The request: Report every line of the items below that contains the word "tower" by copying each such line in full. Matching is case-sensitive.

+-------+

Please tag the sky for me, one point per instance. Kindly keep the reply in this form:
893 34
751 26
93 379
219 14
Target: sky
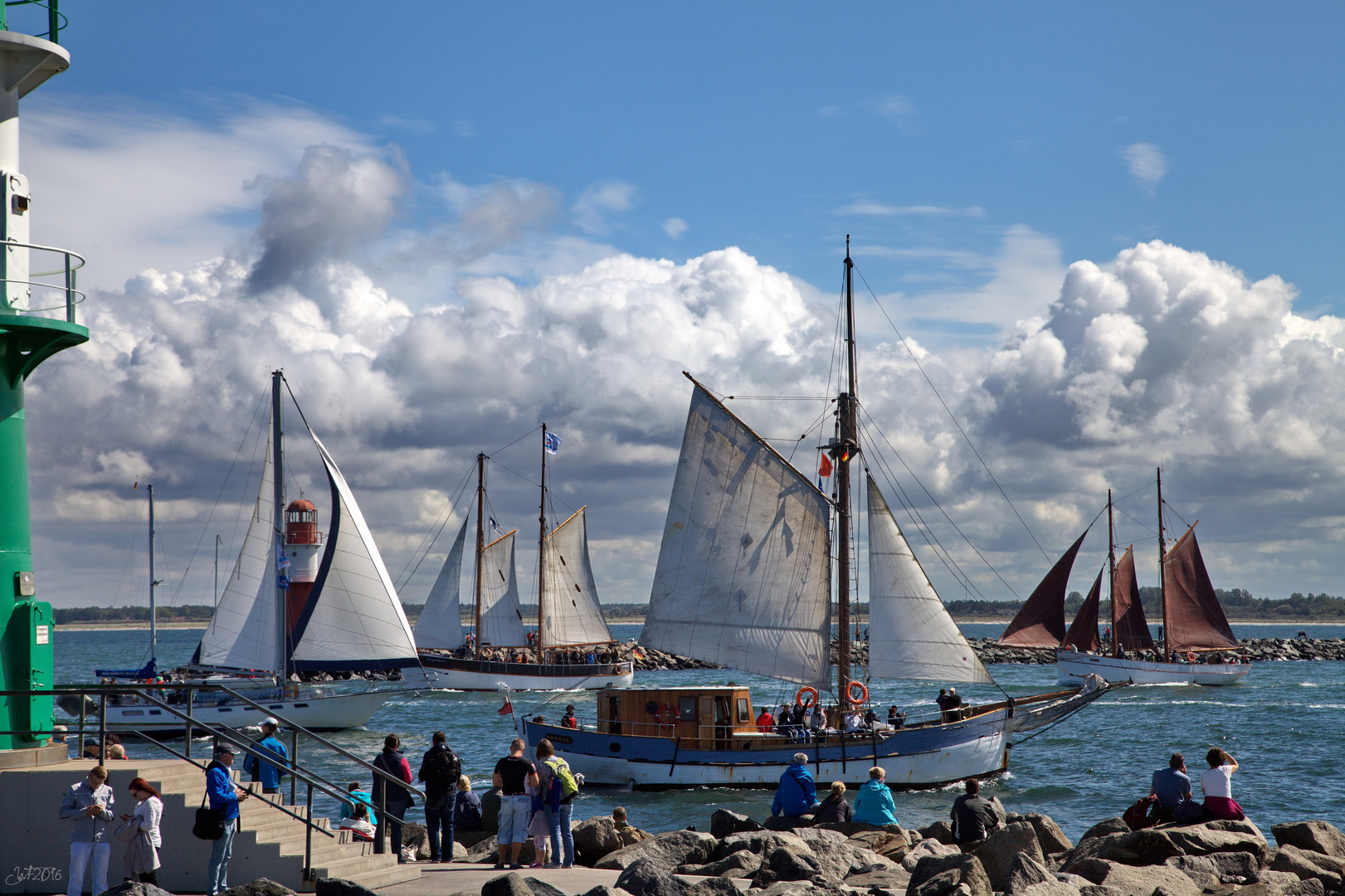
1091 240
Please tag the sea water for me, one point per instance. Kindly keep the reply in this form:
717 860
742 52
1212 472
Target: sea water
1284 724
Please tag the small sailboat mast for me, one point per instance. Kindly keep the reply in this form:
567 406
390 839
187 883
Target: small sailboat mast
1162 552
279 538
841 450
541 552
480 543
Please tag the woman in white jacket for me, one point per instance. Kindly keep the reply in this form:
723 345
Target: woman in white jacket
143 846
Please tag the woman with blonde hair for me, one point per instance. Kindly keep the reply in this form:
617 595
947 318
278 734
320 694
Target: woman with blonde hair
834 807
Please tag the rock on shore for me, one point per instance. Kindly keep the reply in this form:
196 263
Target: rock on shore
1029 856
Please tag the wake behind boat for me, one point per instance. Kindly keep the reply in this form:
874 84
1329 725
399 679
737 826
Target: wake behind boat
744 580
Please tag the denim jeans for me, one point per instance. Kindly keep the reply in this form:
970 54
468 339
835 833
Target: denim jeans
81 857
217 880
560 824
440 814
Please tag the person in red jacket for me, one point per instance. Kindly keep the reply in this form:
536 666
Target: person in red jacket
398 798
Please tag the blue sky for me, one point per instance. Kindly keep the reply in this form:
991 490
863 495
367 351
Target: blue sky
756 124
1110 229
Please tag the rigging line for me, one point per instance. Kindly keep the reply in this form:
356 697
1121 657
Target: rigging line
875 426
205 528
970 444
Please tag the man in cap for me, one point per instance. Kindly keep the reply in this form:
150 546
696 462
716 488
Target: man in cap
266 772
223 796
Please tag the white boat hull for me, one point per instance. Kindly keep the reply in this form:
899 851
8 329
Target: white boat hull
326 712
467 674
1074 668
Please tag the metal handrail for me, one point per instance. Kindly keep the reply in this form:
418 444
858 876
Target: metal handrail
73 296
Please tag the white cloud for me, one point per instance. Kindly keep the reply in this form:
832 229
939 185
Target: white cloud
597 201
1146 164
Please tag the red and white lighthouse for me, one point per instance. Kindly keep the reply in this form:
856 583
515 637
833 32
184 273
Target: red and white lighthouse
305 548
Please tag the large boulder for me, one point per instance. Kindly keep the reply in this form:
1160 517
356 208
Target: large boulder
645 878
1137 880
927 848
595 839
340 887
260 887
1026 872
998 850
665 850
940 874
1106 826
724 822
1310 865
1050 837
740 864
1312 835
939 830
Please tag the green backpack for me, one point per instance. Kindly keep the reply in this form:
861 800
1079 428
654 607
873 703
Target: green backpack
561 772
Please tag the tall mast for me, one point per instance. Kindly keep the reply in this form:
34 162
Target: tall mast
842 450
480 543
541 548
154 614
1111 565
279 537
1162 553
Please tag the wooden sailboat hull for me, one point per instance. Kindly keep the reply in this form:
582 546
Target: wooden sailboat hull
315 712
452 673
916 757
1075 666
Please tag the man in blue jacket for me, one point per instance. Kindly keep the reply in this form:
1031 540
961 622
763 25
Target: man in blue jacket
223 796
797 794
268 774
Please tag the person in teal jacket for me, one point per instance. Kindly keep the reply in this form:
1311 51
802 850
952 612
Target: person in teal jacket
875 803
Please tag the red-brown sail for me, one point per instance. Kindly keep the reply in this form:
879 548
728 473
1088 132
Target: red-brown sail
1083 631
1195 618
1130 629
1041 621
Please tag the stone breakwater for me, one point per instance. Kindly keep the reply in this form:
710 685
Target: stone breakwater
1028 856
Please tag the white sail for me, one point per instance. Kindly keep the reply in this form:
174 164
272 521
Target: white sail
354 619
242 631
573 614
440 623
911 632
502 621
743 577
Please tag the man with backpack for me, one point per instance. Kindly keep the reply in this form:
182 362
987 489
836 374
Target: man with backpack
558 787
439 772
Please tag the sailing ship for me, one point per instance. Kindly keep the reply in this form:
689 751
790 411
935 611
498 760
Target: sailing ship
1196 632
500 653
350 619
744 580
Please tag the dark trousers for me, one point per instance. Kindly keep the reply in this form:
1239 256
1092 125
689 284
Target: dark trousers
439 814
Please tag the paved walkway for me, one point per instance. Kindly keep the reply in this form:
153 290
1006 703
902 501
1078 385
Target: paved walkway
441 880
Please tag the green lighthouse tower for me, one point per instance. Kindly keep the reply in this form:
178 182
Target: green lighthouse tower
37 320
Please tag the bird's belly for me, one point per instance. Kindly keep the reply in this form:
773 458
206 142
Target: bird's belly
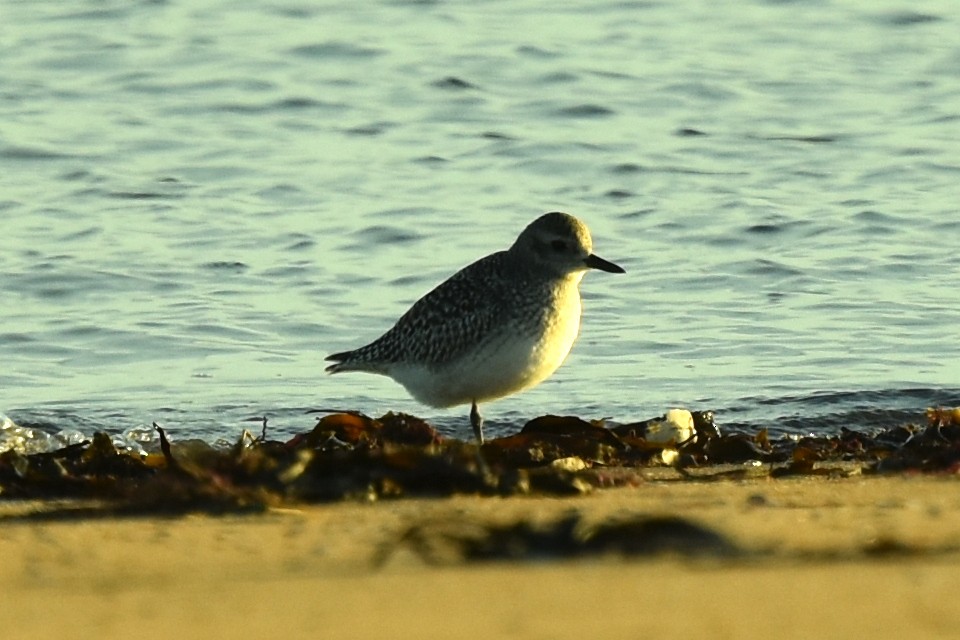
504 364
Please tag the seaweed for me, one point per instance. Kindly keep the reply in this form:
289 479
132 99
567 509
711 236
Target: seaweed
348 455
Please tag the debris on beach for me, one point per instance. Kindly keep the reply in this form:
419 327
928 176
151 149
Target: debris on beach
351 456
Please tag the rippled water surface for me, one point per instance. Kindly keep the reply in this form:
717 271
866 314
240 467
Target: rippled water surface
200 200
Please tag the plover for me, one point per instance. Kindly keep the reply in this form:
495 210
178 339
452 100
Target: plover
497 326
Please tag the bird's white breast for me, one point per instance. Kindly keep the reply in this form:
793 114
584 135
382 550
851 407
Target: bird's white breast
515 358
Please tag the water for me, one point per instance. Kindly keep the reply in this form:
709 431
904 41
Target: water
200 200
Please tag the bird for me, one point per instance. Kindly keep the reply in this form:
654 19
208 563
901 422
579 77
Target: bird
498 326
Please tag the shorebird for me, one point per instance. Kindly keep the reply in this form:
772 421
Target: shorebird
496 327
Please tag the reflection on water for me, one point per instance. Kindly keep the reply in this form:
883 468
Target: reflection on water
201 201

+-------+

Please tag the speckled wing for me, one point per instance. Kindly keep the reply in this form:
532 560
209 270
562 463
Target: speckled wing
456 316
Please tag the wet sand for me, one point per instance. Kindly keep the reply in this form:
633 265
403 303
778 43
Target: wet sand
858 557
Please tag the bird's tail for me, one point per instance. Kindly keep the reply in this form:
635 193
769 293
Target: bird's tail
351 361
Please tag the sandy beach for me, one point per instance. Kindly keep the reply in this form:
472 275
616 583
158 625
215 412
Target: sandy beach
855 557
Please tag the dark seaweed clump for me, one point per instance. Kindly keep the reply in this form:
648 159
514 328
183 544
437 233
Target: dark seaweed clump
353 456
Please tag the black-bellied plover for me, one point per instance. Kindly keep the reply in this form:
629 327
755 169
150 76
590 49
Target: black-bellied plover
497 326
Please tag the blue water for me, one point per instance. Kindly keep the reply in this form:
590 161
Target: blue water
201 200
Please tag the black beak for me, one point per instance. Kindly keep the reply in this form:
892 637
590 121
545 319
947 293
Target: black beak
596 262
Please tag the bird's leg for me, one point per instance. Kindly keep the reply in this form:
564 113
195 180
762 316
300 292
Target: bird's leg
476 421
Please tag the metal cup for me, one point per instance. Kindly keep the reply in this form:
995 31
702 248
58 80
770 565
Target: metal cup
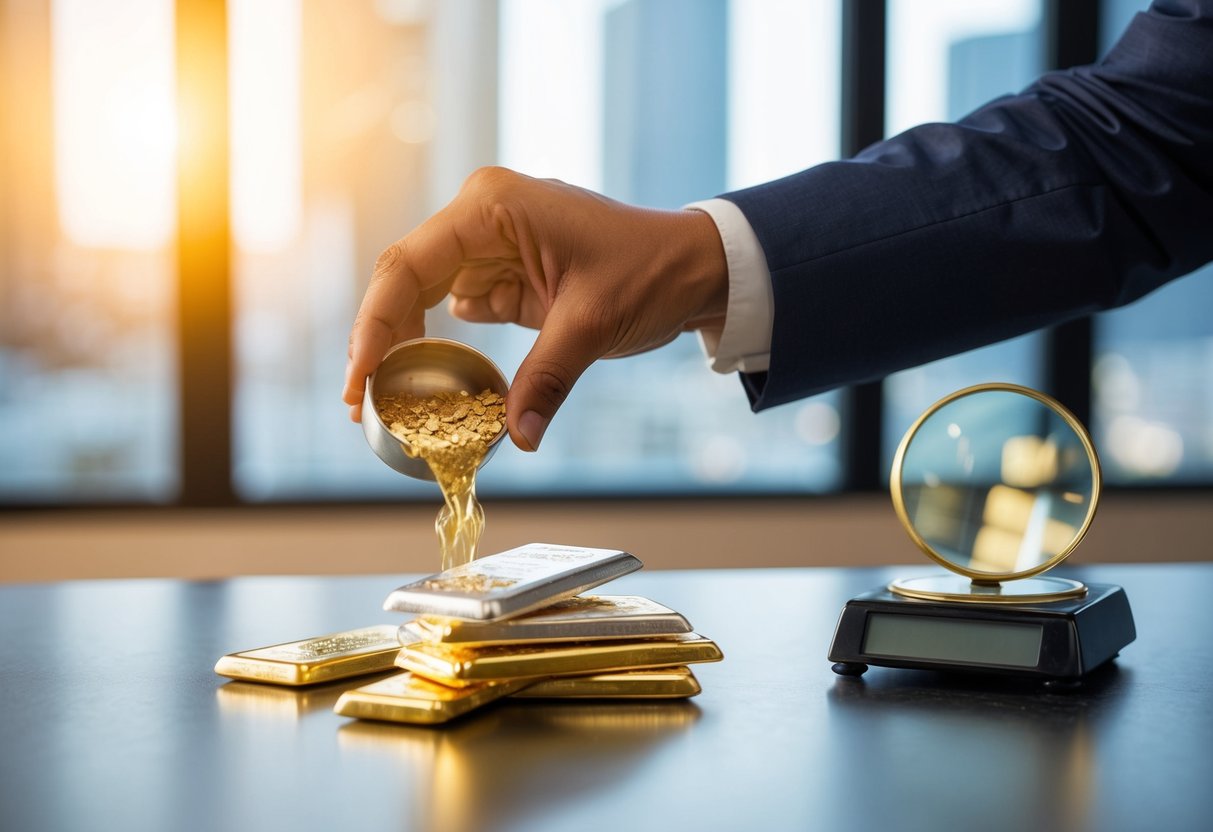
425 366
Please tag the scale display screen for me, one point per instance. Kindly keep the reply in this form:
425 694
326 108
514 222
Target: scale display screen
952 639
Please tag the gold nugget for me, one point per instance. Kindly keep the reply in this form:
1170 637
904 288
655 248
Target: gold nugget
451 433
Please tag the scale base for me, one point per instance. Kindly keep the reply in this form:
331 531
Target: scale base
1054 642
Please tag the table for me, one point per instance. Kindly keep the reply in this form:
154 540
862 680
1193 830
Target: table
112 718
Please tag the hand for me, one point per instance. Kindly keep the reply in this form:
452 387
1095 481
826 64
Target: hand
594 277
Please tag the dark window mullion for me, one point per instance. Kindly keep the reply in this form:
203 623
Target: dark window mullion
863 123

+-------+

Full answer:
Please tag the green lighthouse tower for me, one point per instance. Kindly keep the reply in this form:
Target: green lighthouse tower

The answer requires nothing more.